------ Task inputs ------
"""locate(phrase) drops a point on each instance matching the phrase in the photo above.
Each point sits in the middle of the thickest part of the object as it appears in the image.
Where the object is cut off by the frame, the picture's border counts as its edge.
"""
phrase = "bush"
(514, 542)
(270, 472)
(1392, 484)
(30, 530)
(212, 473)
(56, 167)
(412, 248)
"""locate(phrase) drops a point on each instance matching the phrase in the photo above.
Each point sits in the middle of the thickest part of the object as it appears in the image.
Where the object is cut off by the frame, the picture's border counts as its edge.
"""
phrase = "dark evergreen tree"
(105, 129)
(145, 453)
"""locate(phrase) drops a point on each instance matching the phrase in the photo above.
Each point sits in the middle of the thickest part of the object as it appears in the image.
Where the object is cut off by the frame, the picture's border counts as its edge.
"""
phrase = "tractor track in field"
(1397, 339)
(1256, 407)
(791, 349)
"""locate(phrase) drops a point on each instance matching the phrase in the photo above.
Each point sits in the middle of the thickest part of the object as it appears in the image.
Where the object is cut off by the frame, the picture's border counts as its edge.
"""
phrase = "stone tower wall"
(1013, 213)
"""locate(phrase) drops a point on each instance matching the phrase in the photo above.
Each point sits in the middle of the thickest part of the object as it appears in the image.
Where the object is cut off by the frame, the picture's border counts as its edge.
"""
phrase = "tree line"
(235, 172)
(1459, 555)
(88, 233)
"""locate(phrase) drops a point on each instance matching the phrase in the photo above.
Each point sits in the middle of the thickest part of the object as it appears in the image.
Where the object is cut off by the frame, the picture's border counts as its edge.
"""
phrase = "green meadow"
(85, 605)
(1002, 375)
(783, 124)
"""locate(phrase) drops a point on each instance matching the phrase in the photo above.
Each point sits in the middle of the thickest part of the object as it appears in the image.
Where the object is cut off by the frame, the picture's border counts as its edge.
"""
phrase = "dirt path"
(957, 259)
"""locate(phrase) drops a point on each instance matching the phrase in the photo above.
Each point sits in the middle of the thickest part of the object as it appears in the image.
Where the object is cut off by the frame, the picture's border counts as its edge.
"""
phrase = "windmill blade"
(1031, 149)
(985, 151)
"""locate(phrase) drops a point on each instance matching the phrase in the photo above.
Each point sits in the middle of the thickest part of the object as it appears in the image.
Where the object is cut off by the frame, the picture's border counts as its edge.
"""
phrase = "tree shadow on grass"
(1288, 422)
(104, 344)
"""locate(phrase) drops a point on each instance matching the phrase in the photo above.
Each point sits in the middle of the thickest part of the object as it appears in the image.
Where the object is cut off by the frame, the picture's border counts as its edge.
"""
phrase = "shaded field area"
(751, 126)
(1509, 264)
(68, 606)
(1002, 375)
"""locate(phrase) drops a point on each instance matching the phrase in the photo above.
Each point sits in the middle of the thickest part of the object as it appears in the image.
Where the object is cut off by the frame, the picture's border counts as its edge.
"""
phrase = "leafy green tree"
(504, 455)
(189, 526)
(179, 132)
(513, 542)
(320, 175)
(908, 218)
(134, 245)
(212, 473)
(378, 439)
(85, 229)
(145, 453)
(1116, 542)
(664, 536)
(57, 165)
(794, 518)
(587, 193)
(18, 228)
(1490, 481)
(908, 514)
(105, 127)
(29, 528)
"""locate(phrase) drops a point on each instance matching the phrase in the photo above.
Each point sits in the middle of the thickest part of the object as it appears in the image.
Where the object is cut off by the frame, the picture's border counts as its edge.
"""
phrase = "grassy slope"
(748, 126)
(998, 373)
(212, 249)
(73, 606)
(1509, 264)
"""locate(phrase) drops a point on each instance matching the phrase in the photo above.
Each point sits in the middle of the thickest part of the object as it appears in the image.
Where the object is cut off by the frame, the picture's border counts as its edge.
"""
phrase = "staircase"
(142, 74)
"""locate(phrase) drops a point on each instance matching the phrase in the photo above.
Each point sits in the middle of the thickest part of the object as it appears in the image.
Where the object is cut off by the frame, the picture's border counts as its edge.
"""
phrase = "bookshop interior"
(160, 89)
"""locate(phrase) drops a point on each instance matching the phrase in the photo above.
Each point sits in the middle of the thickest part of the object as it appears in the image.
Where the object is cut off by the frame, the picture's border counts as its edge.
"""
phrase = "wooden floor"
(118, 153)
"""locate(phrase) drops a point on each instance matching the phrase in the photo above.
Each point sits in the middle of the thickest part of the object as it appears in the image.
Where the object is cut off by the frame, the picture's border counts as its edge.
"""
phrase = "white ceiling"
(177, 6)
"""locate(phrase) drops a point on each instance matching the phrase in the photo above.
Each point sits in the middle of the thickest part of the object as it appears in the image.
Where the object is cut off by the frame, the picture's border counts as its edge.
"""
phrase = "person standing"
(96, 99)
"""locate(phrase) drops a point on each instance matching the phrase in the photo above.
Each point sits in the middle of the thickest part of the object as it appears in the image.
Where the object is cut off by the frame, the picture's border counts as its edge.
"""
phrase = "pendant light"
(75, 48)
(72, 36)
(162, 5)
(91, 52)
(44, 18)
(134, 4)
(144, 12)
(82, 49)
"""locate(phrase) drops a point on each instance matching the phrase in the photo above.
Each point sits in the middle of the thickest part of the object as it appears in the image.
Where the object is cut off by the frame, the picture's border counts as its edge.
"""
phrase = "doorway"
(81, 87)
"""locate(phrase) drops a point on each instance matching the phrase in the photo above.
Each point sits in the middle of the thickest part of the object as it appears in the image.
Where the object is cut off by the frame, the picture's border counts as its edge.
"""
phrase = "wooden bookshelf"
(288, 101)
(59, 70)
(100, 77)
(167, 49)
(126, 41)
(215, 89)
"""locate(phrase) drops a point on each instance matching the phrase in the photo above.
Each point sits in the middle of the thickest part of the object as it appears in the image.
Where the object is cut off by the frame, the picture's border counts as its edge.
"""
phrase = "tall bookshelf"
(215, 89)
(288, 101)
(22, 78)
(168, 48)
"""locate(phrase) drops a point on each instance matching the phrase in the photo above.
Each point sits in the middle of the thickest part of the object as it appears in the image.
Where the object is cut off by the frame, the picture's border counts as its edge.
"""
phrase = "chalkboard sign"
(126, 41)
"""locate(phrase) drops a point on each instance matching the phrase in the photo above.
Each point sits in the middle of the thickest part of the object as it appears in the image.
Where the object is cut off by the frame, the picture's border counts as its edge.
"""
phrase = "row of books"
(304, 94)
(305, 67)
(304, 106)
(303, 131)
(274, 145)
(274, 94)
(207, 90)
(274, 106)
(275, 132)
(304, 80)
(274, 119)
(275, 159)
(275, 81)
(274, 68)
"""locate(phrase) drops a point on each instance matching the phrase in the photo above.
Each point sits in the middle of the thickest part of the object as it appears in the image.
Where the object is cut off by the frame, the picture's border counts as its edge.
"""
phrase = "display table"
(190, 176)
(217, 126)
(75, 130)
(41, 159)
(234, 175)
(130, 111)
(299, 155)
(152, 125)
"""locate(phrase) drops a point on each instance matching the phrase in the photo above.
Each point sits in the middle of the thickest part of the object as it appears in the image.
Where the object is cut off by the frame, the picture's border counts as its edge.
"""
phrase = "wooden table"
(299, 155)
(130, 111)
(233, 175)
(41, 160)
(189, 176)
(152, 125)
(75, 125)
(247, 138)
------
------ Task inputs ------
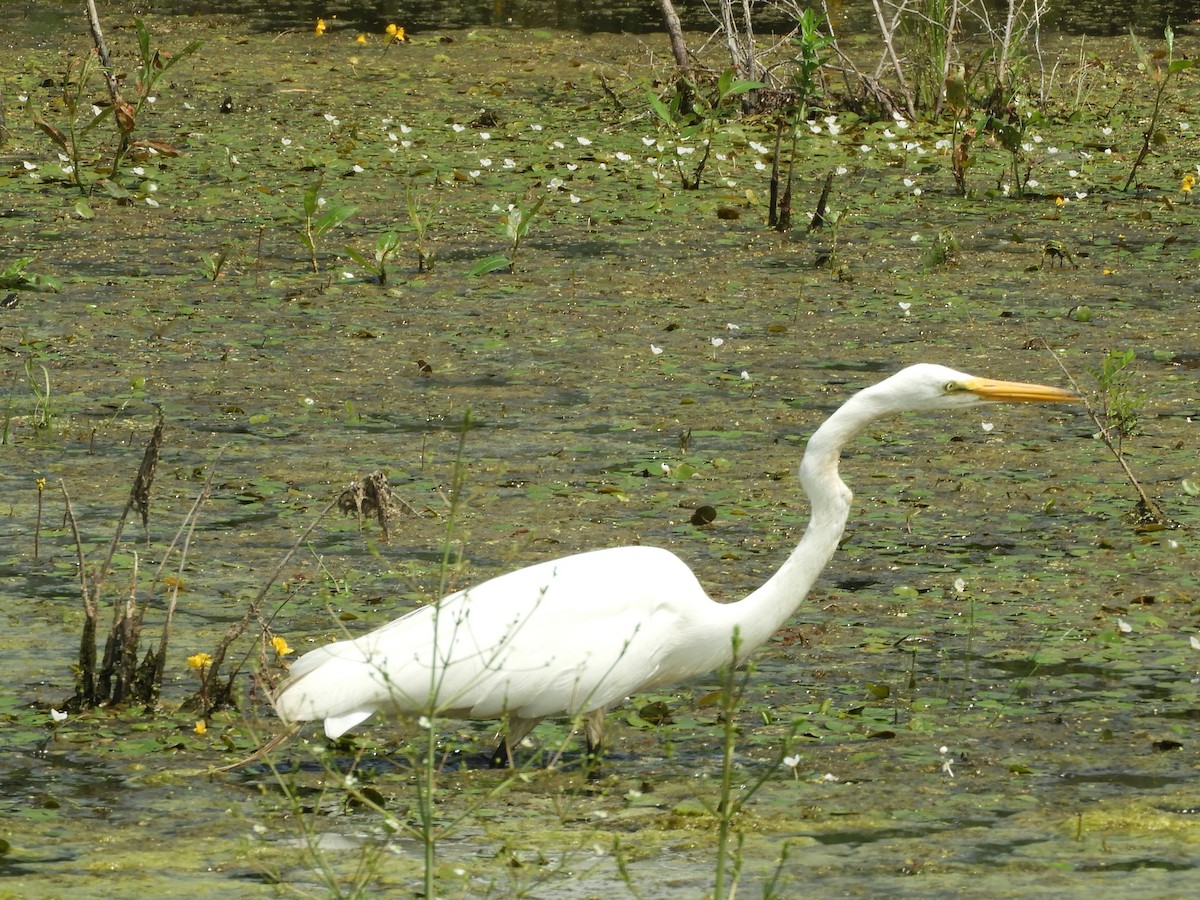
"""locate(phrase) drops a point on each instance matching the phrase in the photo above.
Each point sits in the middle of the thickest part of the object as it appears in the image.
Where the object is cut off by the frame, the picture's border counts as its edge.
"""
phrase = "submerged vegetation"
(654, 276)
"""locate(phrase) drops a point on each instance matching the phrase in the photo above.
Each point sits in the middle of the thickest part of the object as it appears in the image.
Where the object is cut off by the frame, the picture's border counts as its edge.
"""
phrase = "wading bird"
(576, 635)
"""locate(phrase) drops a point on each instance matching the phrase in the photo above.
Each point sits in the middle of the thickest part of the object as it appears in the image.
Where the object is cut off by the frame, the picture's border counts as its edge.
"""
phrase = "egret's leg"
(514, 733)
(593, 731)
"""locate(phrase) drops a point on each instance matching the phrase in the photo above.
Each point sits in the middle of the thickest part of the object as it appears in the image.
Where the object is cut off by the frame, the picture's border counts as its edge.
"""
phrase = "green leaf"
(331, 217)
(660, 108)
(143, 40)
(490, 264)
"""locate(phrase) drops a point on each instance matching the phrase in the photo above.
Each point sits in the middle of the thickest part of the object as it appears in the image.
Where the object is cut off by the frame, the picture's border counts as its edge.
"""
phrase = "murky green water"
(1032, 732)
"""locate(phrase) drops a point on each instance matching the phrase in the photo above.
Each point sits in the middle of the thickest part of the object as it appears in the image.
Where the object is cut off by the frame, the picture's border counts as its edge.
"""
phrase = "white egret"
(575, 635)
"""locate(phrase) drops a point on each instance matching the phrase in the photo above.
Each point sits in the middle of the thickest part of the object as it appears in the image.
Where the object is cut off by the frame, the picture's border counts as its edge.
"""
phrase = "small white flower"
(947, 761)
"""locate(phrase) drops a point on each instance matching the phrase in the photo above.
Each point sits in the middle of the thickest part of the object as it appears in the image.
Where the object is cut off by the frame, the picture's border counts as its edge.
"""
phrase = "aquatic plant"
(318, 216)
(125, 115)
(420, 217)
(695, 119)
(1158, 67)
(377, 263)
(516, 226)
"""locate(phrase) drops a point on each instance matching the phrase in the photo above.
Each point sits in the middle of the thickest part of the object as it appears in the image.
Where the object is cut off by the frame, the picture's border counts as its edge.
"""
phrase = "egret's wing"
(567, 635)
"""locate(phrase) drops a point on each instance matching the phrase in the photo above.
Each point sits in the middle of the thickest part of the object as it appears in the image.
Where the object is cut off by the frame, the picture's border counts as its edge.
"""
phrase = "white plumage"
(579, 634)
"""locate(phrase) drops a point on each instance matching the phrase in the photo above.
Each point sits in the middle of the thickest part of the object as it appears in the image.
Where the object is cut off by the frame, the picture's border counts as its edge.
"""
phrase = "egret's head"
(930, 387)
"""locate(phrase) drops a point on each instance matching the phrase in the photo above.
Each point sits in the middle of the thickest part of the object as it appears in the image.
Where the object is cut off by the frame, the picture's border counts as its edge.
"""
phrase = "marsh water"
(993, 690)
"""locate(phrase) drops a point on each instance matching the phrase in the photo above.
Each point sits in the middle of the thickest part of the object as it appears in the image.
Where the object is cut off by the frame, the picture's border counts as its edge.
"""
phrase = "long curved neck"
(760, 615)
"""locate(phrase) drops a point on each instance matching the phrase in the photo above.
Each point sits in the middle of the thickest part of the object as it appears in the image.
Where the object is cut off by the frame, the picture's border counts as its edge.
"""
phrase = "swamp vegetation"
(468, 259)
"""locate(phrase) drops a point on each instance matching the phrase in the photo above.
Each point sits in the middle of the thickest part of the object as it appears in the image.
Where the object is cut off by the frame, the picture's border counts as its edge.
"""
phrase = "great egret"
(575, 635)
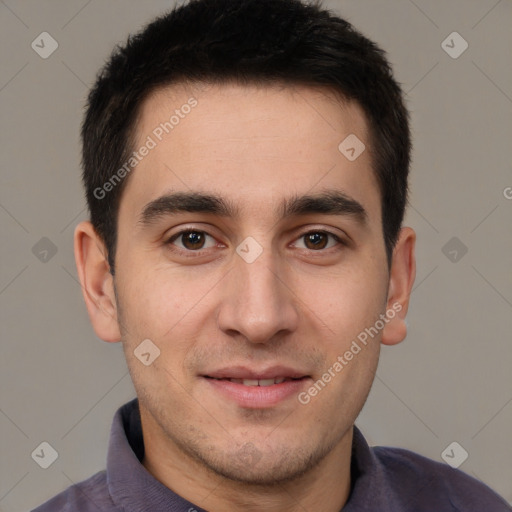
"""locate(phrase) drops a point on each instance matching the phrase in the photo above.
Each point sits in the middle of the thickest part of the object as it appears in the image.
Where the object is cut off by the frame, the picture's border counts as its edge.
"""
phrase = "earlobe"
------
------ Task inputs ------
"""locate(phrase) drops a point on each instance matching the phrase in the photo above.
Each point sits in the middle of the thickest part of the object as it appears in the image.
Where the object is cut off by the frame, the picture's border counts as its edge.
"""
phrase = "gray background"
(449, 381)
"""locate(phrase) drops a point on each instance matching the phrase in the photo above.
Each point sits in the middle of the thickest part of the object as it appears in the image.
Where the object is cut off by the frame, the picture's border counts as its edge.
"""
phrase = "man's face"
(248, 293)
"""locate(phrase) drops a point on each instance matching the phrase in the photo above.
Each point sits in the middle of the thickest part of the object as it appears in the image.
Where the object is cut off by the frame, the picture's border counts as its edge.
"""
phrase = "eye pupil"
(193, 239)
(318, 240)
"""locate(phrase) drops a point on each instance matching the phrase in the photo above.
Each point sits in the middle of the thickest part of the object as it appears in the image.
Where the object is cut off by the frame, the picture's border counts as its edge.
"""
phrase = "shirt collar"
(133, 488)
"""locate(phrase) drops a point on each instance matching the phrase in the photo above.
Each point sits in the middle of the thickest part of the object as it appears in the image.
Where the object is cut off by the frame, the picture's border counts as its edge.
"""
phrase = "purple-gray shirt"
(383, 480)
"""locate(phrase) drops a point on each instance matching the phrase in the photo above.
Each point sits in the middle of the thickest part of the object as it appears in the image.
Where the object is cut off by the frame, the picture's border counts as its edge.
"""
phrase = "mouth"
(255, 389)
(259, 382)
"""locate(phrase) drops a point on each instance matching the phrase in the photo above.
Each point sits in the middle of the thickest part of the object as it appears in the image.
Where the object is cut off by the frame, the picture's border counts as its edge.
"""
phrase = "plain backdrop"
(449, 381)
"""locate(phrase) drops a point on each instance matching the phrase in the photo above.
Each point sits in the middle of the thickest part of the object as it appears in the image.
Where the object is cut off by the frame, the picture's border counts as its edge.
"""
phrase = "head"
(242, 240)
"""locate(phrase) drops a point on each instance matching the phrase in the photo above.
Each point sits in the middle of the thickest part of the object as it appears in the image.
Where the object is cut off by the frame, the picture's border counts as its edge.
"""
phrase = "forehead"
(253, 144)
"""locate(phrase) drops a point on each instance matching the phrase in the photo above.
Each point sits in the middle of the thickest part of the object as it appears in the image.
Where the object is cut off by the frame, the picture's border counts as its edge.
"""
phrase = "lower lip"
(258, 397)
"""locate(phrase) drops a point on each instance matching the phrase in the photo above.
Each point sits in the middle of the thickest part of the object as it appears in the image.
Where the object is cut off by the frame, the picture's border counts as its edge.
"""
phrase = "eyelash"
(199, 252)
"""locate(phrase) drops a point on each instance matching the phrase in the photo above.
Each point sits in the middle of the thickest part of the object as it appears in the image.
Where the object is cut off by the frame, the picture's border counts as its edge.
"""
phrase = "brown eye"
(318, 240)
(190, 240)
------
• **Set exercise**
Collect every line from the items above that holds the word "egret" and list them in the order they appear.

• **Task solution**
phrase = "egret's leg"
phrase = "white egret"
phrase = "egret's wing"
phrase = "egret's head"
phrase = "great egret"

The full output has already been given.